Work request ::
When you reach the line containing "Target: pink climbing hold" in the records below, start copying exactly, and stop once you have copied the line containing "Target: dark ponytail".

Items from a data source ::
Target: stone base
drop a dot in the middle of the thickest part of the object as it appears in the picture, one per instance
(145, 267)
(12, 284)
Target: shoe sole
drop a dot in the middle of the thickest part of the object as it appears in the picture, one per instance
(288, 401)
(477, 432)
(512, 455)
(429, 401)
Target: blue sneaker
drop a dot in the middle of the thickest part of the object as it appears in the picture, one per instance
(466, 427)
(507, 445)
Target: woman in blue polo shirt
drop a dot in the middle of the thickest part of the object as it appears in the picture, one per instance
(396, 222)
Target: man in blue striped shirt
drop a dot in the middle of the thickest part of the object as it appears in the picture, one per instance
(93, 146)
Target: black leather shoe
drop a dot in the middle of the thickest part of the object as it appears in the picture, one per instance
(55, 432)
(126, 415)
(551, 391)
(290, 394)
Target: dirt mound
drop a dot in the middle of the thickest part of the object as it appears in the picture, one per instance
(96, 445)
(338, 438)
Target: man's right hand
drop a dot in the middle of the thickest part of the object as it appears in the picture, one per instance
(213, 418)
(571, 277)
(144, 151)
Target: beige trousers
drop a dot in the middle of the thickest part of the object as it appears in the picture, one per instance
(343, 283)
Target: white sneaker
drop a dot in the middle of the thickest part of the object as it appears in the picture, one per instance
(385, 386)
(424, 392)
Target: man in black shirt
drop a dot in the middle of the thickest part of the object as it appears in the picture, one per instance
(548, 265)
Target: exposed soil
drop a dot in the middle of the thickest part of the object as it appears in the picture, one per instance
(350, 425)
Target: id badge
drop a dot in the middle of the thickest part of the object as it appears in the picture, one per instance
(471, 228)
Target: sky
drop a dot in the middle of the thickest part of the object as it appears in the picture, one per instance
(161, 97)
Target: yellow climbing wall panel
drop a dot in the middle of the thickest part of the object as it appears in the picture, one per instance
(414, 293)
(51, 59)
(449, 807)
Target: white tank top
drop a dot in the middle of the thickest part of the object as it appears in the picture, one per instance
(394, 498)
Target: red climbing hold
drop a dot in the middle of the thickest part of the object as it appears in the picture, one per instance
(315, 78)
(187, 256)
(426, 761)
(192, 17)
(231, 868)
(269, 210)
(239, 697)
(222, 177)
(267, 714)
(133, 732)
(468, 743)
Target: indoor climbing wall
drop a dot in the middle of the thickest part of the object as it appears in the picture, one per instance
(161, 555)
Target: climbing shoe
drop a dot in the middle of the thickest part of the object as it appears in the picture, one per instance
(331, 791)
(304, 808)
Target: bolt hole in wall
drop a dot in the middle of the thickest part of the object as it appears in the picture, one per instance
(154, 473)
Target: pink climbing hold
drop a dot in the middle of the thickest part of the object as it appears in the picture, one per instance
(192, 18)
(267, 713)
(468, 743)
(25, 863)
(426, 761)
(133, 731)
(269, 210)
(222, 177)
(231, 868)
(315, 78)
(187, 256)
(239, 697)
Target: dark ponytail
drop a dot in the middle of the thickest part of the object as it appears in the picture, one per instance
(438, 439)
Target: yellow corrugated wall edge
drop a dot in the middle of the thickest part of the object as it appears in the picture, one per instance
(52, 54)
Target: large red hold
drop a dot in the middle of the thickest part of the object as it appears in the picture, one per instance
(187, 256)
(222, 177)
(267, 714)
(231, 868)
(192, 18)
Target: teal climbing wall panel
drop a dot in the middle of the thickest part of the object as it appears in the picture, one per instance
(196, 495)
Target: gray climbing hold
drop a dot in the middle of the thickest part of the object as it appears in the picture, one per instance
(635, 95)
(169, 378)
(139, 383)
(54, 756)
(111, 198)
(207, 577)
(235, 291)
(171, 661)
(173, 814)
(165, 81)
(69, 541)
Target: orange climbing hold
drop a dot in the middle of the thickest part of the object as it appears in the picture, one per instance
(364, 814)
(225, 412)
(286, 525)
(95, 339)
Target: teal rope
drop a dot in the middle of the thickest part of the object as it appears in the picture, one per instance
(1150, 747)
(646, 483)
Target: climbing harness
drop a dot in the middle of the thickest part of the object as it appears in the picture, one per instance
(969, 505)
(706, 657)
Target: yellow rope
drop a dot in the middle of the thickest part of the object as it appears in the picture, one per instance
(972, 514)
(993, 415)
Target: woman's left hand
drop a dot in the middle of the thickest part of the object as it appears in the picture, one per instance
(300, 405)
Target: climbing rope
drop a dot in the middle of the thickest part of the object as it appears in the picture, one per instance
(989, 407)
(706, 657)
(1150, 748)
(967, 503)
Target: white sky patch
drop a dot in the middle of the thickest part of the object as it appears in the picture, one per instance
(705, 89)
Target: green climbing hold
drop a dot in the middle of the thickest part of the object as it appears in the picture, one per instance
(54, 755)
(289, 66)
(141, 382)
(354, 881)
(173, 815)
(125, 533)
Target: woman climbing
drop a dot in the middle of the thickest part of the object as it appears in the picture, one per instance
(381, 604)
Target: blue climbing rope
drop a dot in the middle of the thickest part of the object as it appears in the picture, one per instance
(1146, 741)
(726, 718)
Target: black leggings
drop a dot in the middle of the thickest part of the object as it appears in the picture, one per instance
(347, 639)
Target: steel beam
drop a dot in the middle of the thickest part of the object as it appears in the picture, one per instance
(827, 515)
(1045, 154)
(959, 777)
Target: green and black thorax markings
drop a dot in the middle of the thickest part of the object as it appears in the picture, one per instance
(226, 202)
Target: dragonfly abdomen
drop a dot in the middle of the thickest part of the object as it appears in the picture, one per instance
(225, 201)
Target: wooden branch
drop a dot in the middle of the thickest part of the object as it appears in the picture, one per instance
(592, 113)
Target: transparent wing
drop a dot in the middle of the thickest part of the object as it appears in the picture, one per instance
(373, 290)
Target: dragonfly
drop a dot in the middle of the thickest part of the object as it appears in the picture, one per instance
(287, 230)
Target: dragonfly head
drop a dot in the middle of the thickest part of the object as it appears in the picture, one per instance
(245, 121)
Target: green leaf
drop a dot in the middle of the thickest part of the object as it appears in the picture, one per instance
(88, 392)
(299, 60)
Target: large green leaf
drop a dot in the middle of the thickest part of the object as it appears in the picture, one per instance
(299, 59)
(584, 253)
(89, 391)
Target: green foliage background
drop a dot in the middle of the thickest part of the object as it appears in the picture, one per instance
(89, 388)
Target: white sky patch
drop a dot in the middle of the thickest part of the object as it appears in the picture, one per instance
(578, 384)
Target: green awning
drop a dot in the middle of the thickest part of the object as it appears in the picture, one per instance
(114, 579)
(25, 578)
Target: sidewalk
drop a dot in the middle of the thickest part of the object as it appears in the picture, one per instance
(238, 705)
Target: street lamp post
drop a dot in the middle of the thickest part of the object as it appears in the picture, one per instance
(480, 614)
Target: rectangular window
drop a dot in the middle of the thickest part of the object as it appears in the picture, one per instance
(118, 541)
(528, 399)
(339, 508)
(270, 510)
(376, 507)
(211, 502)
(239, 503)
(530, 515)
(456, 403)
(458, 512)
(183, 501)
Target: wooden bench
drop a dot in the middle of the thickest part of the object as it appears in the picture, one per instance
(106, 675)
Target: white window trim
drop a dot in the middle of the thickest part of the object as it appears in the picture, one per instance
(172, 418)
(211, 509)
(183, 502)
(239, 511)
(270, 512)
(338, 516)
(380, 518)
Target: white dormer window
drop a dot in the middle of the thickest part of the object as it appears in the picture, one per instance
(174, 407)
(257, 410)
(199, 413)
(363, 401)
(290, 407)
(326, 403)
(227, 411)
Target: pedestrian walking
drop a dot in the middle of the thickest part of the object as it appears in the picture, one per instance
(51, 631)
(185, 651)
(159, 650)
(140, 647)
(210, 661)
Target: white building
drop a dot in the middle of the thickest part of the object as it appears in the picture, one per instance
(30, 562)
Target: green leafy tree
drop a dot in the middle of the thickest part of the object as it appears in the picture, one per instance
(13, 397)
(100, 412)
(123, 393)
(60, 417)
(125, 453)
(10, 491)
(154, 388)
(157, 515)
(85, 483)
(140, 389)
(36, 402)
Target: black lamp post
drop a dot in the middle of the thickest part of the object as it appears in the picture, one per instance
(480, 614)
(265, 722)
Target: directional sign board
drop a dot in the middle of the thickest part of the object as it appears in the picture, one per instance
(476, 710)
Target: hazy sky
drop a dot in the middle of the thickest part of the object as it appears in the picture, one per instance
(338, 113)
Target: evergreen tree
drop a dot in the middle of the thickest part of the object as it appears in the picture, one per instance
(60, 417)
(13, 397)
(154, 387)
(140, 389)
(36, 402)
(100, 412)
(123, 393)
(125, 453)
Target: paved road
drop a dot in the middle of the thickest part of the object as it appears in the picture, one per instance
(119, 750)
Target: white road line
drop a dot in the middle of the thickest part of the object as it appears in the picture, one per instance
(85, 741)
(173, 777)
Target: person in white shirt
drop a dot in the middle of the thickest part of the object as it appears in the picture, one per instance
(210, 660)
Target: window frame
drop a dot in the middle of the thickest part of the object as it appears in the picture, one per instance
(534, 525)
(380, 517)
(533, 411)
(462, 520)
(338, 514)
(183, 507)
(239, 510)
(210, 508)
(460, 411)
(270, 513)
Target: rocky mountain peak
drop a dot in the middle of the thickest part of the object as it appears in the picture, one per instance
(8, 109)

Result ::
Target: pink climbing hold
drop a dot in the middle of the thickest part of the object as it appears in the picture, one per instance
(192, 18)
(267, 713)
(468, 743)
(25, 863)
(426, 761)
(133, 731)
(269, 210)
(222, 177)
(231, 868)
(315, 78)
(187, 256)
(239, 697)
Target: dark ponytail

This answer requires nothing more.